» **Problem to solve**
Retype every record exactly as it appears.

» **Provided entries**

§ §

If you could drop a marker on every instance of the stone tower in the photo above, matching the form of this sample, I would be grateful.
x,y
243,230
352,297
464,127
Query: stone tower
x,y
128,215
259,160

§ §

» **Final answer**
If you could drop a marker on every instance of the stone tower in the photo above, matching the form of this sample, I would be grateful.
x,y
243,230
352,297
464,127
Query: stone tower
x,y
128,215
259,160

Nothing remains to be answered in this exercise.